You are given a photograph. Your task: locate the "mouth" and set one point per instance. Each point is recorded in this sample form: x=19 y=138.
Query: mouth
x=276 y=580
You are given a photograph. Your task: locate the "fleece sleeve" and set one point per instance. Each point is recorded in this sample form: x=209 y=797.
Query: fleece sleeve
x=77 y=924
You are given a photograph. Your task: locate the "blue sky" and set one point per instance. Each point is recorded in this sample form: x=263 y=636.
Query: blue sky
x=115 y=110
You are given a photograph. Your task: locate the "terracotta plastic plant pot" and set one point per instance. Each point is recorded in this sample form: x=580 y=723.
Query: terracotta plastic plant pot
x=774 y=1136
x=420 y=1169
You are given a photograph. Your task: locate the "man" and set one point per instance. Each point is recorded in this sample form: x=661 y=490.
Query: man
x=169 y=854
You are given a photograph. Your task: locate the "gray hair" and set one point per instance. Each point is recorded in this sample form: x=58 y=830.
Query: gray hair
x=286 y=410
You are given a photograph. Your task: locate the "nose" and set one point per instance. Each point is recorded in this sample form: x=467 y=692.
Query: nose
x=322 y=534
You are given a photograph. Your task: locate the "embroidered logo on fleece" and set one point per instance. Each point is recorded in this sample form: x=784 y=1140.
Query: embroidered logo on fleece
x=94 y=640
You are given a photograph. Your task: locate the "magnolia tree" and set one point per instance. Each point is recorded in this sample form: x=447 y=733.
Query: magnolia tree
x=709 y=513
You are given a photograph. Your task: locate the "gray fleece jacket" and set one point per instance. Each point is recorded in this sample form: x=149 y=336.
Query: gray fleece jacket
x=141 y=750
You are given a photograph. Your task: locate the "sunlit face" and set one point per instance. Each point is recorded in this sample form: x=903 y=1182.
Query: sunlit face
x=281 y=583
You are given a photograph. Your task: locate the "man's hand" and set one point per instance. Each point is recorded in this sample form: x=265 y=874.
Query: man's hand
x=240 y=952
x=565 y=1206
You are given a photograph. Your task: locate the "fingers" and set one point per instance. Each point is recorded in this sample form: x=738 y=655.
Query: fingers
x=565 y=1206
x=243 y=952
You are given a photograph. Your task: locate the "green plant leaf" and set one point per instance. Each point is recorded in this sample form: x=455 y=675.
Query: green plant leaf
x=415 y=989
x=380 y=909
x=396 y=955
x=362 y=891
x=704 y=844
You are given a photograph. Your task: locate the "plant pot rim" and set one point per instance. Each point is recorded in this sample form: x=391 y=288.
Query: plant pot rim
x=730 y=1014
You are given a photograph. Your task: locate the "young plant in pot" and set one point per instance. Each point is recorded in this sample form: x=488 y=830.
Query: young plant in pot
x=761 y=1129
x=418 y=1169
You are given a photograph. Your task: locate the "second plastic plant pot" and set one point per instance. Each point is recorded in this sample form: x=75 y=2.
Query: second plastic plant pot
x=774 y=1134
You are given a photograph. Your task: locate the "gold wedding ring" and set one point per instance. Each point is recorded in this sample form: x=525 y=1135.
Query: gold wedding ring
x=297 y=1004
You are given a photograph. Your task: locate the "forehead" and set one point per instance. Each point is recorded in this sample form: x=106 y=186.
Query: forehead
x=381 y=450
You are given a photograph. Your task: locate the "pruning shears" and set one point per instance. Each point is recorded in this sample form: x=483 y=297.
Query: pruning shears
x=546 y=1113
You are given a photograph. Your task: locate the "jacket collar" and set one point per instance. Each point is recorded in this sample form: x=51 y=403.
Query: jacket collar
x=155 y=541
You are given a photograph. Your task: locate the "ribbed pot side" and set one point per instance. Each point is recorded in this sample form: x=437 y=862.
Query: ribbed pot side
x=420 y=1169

┄┄┄┄┄┄

Assignment
The complete material must be repeated exactly.

Answer to the problem
You are given a photograph. Your task: locate the "mouth" and set one point per instance. Each point is recorded in this sample form: x=19 y=138.
Query: mouth
x=276 y=580
You are given a photograph. Your task: locate the "fleece sleeve" and set one point per instance. Each point is recorded in this sample form: x=209 y=797.
Query: fleece sleeve
x=77 y=924
You are given a photograph. Your task: locate the "blue sky" and set one point per instance. Each point is recorded in this sample form: x=263 y=636.
Query: blue sky
x=115 y=110
You are given a photograph. Your task: locate the "terracotta plastic plant pot" and set one point per instance. Each point is recorded in this sample form: x=580 y=723.
Query: terracotta plastic plant pot
x=774 y=1136
x=420 y=1169
You are given a photograph. Your task: locate the "man" and set one point per instance. Each point is recorded in this sample form: x=661 y=490.
Query: man
x=169 y=854
You are given a photograph. Your task: locate the "gray hair" and set one point per instance. Each point is recorded in this sample form: x=58 y=830.
Query: gray hair
x=286 y=410
You are given a photograph. Your task: locate the "nose" and set one point per instance. Each point is recorded in this sample form: x=467 y=692.
Query: nose
x=322 y=534
You are given a photograph. Your task: locate the "embroidered logo on fleece" and set one point per instance. Each point is recorded in this sample form: x=784 y=1140.
Query: embroidered logo on fleece
x=94 y=640
You are given a photograph. Your task: locate the "magnolia tree" and set one point per instance. Each point is recorded in this sample form: x=447 y=733.
Query: magnolia tree
x=709 y=513
You are given a photograph. Your task: locate the "gray fleece jacket" and set one point per instance. Each point is recorded in this sample form: x=149 y=336.
Query: gray fleece jacket
x=141 y=750
You are given a photograph. Your task: locate the "sunlit face" and set one point per instance. Each point is recorded in this sample form: x=903 y=1182.
Query: sunlit face
x=281 y=583
You are given a photograph. Your task: locate the "man's hand" and set one point per instance. Each point is recorded in this sample form: x=265 y=874.
Query: man's hand
x=240 y=952
x=565 y=1206
You are given a photograph. Your task: locate the "fingers" and set one point per instance. Each point is recorded in this sample form: x=738 y=655.
Query: fingers
x=565 y=1206
x=243 y=952
You are given a photograph. Your task: locate the "green plant leaf" and set one point per instance. Each point is recorded in this sample form: x=455 y=675.
Query: green plant leaf
x=415 y=989
x=380 y=909
x=396 y=955
x=362 y=891
x=704 y=844
You are given a photograph. Your task: locate the "plant pot rim" and set one point per instance. Each point is recorded in this sample form: x=391 y=288.
Query: plant pot rim
x=730 y=1014
You are given a photograph. Your task: locate the "young plant in pot" and set one point per instance. Each point is recorded in this sample form: x=488 y=830.
Query: young plant in pot
x=761 y=1129
x=418 y=1169
You are given a photograph. Your task: locate the "second plastic plant pot" and set one point per instance. Each point is recorded in this sample form: x=75 y=2.
Query: second plastic plant pot
x=774 y=1134
You are given a photograph. Your task: locate the "gold wedding ring" and set one point per instance. Each point is recorded in this sample form: x=525 y=1135.
Query: gold wedding ring
x=297 y=1004
You are given a photograph. Your task: locate the "forehead" and set one point per instance. Each point is recorded in this sample form: x=106 y=186.
Query: forehead
x=381 y=450
You are given a photograph. Your task: locate the "pruning shears" and set one point per instance. Each point is recorded in this sample form: x=483 y=297.
Query: pruning shears
x=546 y=1113
You are given a photograph. Your task: locate the "jacket collar" and set one point per instance. Each point is recorded in this sample form: x=51 y=403.
Query: jacket collar
x=155 y=541
You are given a photograph. Your task: locate the "ribbed pot side" and set one point per instance. Each point is recorded in this sample form: x=437 y=862.
Query: ribbed pot side
x=420 y=1169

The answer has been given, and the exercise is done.